*** Given records Section Begins ***
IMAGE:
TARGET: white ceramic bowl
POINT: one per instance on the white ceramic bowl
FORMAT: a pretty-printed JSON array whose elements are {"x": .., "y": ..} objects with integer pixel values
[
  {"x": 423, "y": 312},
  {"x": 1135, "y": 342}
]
*** Given records Section Ends ***
*** Given records Section Begins ***
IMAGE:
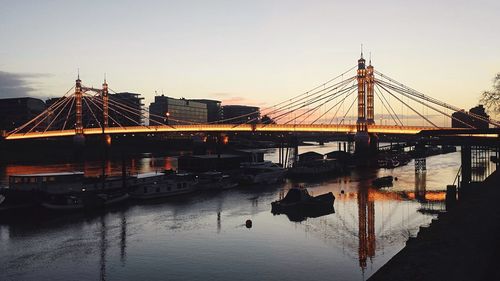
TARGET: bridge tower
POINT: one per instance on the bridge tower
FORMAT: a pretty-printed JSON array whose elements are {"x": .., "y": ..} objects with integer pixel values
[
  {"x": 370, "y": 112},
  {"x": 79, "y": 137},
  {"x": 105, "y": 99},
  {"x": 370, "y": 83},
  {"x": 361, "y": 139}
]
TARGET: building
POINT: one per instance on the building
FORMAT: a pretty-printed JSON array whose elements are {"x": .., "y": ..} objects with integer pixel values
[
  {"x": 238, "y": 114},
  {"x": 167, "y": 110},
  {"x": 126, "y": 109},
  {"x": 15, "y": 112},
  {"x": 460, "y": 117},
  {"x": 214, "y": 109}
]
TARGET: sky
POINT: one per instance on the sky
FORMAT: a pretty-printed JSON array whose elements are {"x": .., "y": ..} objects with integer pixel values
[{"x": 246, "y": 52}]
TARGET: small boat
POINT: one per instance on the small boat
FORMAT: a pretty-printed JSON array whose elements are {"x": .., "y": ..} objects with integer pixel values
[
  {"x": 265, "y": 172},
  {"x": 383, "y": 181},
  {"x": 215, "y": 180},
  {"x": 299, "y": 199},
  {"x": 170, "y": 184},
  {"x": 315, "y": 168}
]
*** Given records Section Ends ***
*** Given records Section Begins ***
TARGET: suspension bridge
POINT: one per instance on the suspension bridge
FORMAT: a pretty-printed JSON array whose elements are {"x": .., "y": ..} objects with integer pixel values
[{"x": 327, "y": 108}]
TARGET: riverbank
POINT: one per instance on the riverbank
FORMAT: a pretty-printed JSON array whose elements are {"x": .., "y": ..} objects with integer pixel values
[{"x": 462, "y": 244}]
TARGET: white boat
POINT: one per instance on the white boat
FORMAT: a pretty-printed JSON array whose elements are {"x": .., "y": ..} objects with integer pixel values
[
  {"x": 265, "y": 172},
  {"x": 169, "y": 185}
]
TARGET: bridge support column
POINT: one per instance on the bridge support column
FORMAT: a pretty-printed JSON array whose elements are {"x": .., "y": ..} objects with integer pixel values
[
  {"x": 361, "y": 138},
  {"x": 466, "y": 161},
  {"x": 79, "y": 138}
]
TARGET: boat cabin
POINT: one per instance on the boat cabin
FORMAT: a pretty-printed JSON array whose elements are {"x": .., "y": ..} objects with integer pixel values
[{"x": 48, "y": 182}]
*** Given records Section Ends ***
Return the span of lines in the data above that opens at the line with "TARGET: building" and closes at the line with "TARGET: small boat", exactly, ends included, nothing else.

TARGET: building
POINT: one per instance on the building
FORMAT: a pretty-printed JSON array whose elements are {"x": .., "y": ..} objects with integer pixel values
[
  {"x": 238, "y": 114},
  {"x": 167, "y": 110},
  {"x": 126, "y": 109},
  {"x": 15, "y": 112},
  {"x": 460, "y": 117},
  {"x": 214, "y": 109}
]
TARGET: sky
POINT: one per instance on the sky
FORMAT: a pretty-printed JSON array whose elements are {"x": .., "y": ..} objects with integer pixel values
[{"x": 246, "y": 52}]
TARGET: small boat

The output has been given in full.